278(2)A notice or document sent in accordance with subsection (1) shall be deemed to have been received by the person entitled to receive notice at the time it would be delivered in the ordinary course of mail unless there are reasonable grounds for believing that the person did not receive the notice or document at that time or at all.
278(3)If a credit union sends a notice or document to a person in accordance with subsection (1) and the notice or document is returned on two consecutive occasions because the person cannot be found, the credit union is not required to send any further notices or documents to the person until it is informed in writing of that person’s new address.
278(4)If the by-laws of a credit union provide for the giving of a notice to its members under subsection (1) by insertion of the notice in a newspaper or other publication, the notice shall be deemed to have been received by the members at the time the publication containing the notice is distributed in the ordinary course.
278(5)If the by-laws of a credit union provide for the giving of a notice to its members under subsection (1) by posting the notice in a specified place, the notice shall be deemed to have been received by the members at the time the notice is posted.
2010, c.36, s.84; 2016, c.10, s.113
Notice to and service on a credit union
279A notice or document required to be sent to or served on a credit union may be sent by registered mail to its registered office as shown in the last notice filed with the Superintendent and, if so sent, shall be deemed to have been received or served at the time it would be delivered in the ordinary course of mail unless there are reasonable grounds for believing that the credit union did not receive the notice or document at that time or at all.
2010, c.36, s.85; 2016, c.10, s.114
Waiver of notice
280Where a notice or document is required by this Act to be given or sent, the giving or sending of it may be waived or the time for the giving or sending of it may be waived or abridged at any time with the consent in writing of the person entitled to it.

● **Record list**
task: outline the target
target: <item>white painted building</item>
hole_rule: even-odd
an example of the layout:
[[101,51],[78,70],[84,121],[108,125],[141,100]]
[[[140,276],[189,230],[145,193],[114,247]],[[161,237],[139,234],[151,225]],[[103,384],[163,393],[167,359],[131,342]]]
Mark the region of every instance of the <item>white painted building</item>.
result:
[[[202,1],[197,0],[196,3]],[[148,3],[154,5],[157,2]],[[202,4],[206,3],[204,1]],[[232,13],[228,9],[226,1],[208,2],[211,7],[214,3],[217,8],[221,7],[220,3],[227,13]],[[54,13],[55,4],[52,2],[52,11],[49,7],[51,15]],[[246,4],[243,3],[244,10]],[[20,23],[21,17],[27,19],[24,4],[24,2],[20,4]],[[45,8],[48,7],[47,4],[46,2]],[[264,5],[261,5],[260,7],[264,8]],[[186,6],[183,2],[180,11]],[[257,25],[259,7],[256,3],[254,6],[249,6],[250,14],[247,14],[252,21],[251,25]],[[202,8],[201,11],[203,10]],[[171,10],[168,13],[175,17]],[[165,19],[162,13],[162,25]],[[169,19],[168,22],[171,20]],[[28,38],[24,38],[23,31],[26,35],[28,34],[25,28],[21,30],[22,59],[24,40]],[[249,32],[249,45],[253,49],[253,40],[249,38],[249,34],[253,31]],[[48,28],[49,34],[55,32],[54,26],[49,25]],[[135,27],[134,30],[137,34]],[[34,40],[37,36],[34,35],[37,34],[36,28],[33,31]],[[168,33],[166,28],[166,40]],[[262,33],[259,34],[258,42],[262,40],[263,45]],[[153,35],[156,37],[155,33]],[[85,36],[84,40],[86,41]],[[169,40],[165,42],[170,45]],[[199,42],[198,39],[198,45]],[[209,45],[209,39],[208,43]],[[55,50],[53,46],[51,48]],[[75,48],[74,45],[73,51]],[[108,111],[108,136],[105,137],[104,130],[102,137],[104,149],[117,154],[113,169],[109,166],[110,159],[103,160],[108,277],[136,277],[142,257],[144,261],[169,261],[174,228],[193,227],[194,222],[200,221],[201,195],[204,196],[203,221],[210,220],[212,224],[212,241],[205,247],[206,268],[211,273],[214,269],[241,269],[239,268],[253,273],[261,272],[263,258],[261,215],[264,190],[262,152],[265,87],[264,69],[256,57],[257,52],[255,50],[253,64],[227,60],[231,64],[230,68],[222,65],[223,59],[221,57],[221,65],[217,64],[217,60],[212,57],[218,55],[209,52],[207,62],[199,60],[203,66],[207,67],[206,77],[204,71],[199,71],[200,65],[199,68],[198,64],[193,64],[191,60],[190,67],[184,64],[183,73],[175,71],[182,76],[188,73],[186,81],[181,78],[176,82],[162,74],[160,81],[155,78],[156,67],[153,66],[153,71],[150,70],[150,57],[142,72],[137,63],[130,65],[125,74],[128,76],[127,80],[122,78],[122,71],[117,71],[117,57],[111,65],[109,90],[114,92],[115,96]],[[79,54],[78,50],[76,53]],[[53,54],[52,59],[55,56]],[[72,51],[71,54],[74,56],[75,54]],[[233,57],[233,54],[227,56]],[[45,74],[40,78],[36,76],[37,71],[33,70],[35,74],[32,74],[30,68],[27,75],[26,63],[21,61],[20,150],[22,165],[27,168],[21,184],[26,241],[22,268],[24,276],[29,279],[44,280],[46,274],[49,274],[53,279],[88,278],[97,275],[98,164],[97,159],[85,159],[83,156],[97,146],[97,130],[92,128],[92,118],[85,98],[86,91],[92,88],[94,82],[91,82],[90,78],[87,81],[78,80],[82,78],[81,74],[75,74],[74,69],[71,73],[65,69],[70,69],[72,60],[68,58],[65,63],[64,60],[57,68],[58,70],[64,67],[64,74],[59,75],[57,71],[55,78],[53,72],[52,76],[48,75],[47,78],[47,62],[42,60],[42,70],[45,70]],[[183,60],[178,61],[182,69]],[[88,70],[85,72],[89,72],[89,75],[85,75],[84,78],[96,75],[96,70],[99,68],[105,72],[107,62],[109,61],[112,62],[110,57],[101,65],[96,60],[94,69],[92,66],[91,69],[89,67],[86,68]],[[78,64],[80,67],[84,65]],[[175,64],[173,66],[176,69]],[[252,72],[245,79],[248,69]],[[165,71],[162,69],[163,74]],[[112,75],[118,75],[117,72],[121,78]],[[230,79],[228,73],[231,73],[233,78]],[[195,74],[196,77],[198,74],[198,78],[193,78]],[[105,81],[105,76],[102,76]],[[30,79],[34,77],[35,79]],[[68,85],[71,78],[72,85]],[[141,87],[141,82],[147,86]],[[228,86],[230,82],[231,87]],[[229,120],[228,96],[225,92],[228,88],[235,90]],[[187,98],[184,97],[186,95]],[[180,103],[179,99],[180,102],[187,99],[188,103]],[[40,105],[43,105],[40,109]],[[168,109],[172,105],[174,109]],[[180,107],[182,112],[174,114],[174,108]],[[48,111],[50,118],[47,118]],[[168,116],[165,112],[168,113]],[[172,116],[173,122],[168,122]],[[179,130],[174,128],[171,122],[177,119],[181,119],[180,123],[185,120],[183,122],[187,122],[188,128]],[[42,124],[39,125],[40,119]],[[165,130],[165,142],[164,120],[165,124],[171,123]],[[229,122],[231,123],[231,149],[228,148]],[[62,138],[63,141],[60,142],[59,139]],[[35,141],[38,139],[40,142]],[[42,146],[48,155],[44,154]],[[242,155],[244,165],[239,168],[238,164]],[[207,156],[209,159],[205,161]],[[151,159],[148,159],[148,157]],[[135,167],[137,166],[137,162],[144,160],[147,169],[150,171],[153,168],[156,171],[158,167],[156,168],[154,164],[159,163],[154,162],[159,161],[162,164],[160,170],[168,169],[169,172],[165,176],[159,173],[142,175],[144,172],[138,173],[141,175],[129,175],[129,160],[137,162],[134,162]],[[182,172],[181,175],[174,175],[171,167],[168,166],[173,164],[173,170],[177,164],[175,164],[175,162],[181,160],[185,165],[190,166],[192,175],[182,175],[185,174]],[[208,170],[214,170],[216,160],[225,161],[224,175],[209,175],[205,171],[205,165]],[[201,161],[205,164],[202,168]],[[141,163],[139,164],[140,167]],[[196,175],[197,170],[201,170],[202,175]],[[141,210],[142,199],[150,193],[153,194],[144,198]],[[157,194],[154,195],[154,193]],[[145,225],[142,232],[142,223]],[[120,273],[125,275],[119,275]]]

● **Short problem 1**
Transcribe the passage on credit union notices, starting at "278(4)If the by-laws" and ending at "the ordinary course.".
● **Short problem 2**
Condense paragraph 278(3) of the credit union notice provisions, the one that begins "If a credit union sends a notice or document", into a short list that keeps its main facts.
● **Short problem 3**
Extend the credit union notice provisions with the next part after the section on waiver of notice.
None of the data has any bearing on this work.

● **Exercise answer 1**
278(4)If the by-laws of a credit union provide for the giving of a notice to its members under subsection (1) by insertion of the notice in a newspaper or other publication, the notice shall be deemed to have been received by the members at the time the publication containing the notice is distributed in the ordinary course.

● **Exercise answer 2**
- A credit union sends a notice or document to a person under subsection (1).
- The notice or document comes back on two consecutive occasions because the person cannot be found.
- The credit union then does not have to send that person any further notices or documents.
- This lasts until the credit union is informed in writing of the person's new address.

● **Exercise answer 3**
Certificate of Superintendent
281(1)Where this Act requires or authorizes the Superintendent to issue a certificate or to certify any fact, the certificate shall be signed by the Superintendent or a person appointed under subsection 290(2) to act in the Superintendent’s absence.
281(2)A certificate referred to in subsection (1) or a certified copy of it, when introduced as evidence in any civil, criminal or administrative action or proceeding, is, in the absence of evidence to the contrary, proof of the facts so certified without proof of the signature or official character of the person appearing to have signed the certificate.
Certificate of credit union
282(1)A certificate issued on behalf of a credit union stating any fact set out in its articles or by-laws, in the minutes of the meetings of its members or directors or in a trust indenture or other contract to which it is a party may be signed by a director or an officer of the credit union.
282(1.1)A certificate issued on behalf of a credit union stating any fact set out in the minutes of the meetings of a committee appointed by its directors may be signed by a director or an officer of the credit union.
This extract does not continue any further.